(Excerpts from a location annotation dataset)
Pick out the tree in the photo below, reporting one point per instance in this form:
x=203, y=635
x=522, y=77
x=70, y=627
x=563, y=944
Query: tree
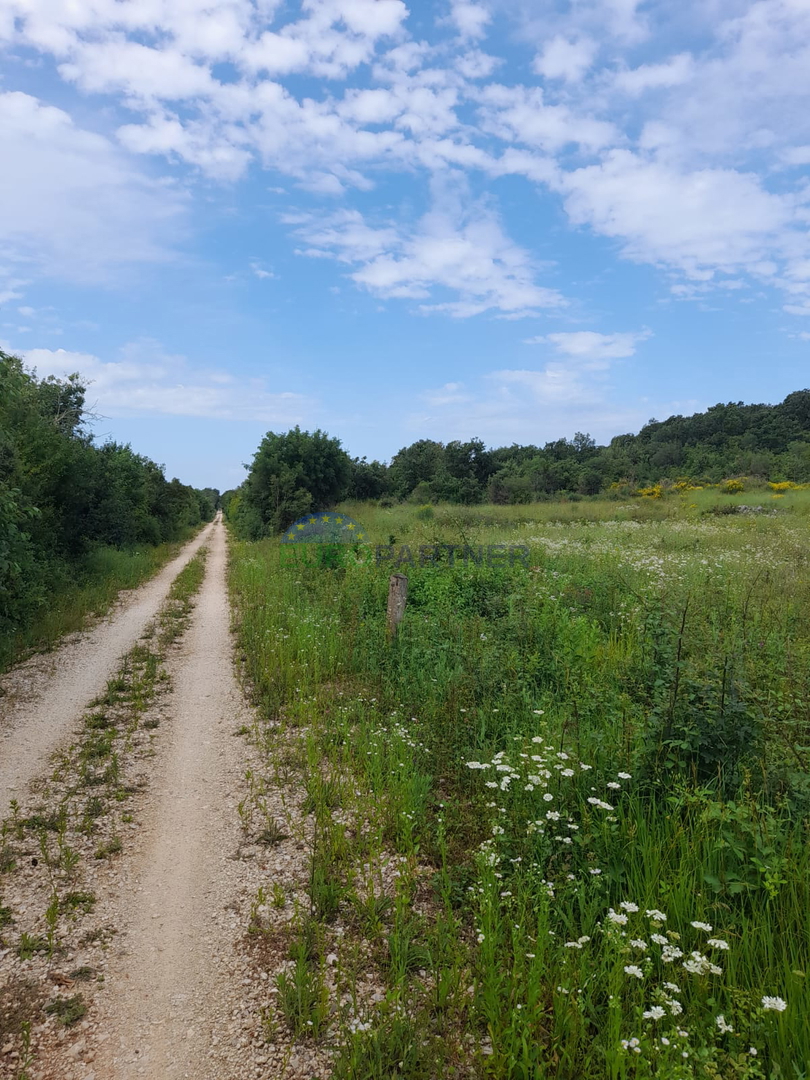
x=292, y=474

» **Direction**:
Reproduce the lines above word for word, omitting the pictures.

» **Completed exercise**:
Pick out the tree in the photo below, reporting one point per instance in this form:
x=203, y=635
x=522, y=77
x=70, y=627
x=563, y=944
Query: tree
x=292, y=474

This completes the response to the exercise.